- [JOB]
Write out every line of the listing below as a numbered list. Omit blank lines and leave the pictures out.

(Dataset rows on where objects are located)

________________________________________

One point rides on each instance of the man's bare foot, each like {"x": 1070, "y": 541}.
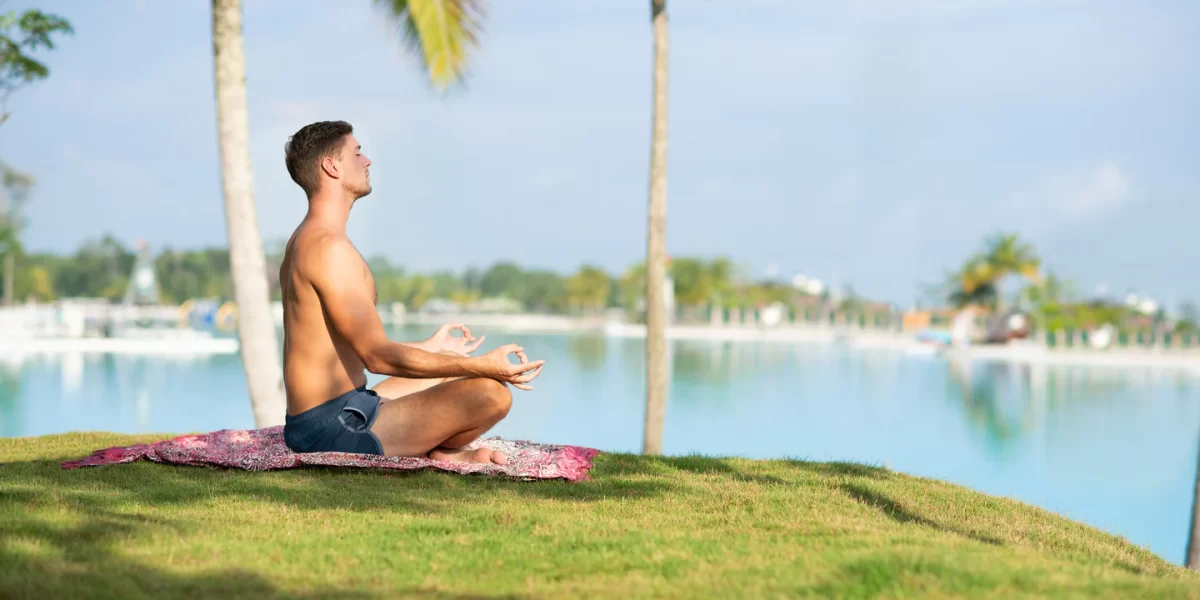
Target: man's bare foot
{"x": 468, "y": 455}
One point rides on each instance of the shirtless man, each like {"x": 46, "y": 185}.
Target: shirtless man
{"x": 437, "y": 400}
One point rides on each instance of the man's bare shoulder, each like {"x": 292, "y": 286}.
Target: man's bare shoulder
{"x": 321, "y": 253}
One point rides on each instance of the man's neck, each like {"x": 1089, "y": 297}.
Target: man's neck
{"x": 330, "y": 210}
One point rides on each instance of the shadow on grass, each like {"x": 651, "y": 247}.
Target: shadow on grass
{"x": 81, "y": 563}
{"x": 899, "y": 514}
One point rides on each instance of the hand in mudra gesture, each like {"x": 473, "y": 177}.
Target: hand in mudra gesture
{"x": 462, "y": 346}
{"x": 499, "y": 367}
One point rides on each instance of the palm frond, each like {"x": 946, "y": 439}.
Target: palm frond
{"x": 441, "y": 33}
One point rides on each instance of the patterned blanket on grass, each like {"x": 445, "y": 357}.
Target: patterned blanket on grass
{"x": 264, "y": 450}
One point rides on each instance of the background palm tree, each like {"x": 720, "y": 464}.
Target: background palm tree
{"x": 979, "y": 280}
{"x": 655, "y": 245}
{"x": 441, "y": 30}
{"x": 247, "y": 263}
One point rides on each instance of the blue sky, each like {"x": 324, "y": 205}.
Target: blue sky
{"x": 865, "y": 142}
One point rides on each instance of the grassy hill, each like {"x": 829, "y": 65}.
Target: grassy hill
{"x": 642, "y": 527}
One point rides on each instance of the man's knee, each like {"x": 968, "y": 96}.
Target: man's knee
{"x": 495, "y": 396}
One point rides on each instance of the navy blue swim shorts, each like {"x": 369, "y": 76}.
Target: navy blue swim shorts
{"x": 341, "y": 425}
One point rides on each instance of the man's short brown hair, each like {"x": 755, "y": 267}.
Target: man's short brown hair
{"x": 313, "y": 143}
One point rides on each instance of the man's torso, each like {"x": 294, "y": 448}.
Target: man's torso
{"x": 318, "y": 363}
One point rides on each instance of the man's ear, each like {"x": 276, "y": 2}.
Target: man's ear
{"x": 329, "y": 165}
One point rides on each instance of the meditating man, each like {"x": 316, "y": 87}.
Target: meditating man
{"x": 438, "y": 399}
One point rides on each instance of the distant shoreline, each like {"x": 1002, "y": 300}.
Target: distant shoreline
{"x": 1020, "y": 352}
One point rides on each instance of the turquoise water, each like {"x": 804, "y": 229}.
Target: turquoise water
{"x": 1115, "y": 449}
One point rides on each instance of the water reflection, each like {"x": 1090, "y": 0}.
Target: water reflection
{"x": 589, "y": 352}
{"x": 11, "y": 378}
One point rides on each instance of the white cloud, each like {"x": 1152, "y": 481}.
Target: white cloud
{"x": 1103, "y": 190}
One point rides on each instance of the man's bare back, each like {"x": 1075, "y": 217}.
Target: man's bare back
{"x": 318, "y": 363}
{"x": 437, "y": 400}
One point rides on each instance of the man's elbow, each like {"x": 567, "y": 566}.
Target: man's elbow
{"x": 375, "y": 360}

________________________________________

- [EXERCISE RESULT]
1. One point rides on each instance of the man's bare foot, each like {"x": 1070, "y": 541}.
2. Target: man's bare foot
3. {"x": 468, "y": 455}
4. One point rides on each instance of the shirtless man, each like {"x": 46, "y": 185}.
5. Target: shirtless man
6. {"x": 437, "y": 400}
7. One point rides on each instance of the man's bare shoulder, each like {"x": 292, "y": 286}.
8. Target: man's bare shoulder
9. {"x": 321, "y": 253}
10. One point rides on each instance of the man's neck, each like {"x": 1089, "y": 297}.
11. Target: man's neck
12. {"x": 330, "y": 210}
13. One point rides on each instance of the shadow on grass, each like {"x": 651, "y": 247}.
14. Target: shadow on grass
15. {"x": 81, "y": 563}
16. {"x": 899, "y": 514}
17. One point rides on each instance of the hand in mudra gesture, each like {"x": 473, "y": 177}.
18. Target: hand in mudra gesture
19. {"x": 462, "y": 346}
20. {"x": 499, "y": 367}
21. One point rides on each instance of the palm frond, each like {"x": 946, "y": 439}.
22. Target: palm frond
23. {"x": 441, "y": 33}
24. One point rides on each instance of the patterned blanket on grass, each like {"x": 445, "y": 357}.
25. Target: patterned blanket on grass
26. {"x": 264, "y": 450}
27. One point rides on each instance of the background palm tree, each like {"x": 720, "y": 464}.
28. Target: background palm tree
29. {"x": 979, "y": 280}
30. {"x": 655, "y": 245}
31. {"x": 441, "y": 30}
32. {"x": 247, "y": 263}
33. One point rides on each instance of the blue sky, each like {"x": 324, "y": 205}.
34. Target: blue sky
35. {"x": 865, "y": 142}
36. One point rides on each instance of the grassy hill, each like {"x": 829, "y": 65}.
37. Target: grassy hill
38. {"x": 642, "y": 527}
39. One point rides on each instance of the man's knee, each like {"x": 968, "y": 96}.
40. Target: man's knee
41. {"x": 495, "y": 396}
42. One point rides on each instance of the navy blue swim shorts, each like {"x": 369, "y": 76}.
43. Target: navy blue swim shorts
44. {"x": 341, "y": 425}
45. One point rides on each instance of the man's short brown hair, each like {"x": 755, "y": 267}.
46. Target: man's short brown hair
47. {"x": 313, "y": 143}
48. One point rides on each instance of the man's torso, each like {"x": 294, "y": 448}.
49. Target: man's torso
50. {"x": 318, "y": 363}
51. One point rides on each instance of the man's ear, each like {"x": 276, "y": 2}.
52. Target: man's ear
53. {"x": 329, "y": 165}
54. One point rides on each instance of the meditating man, each like {"x": 316, "y": 87}.
55. Target: meditating man
56. {"x": 438, "y": 399}
57. One point rides on each instance of the distant shoreline, each like {"x": 1002, "y": 300}.
58. Target: distant shoreline
59. {"x": 1020, "y": 352}
60. One point rides on each instance of the turquoise water, each like {"x": 804, "y": 229}.
61. Target: turquoise water
62. {"x": 1115, "y": 449}
63. One point rides on each instance of the water reflection, each like {"x": 1090, "y": 0}.
64. Target: water reflection
65. {"x": 589, "y": 352}
66. {"x": 11, "y": 378}
67. One point rides on each instance of the white cloud, each like {"x": 1152, "y": 481}.
68. Target: white cloud
69. {"x": 1103, "y": 190}
70. One point rides on each instance of the man's bare back, each like {"x": 1075, "y": 217}.
71. Target: man's bare back
72. {"x": 318, "y": 363}
73. {"x": 437, "y": 400}
74. One point rides on each instance of the man's elbow, each like {"x": 567, "y": 566}.
75. Target: man's elbow
76. {"x": 375, "y": 360}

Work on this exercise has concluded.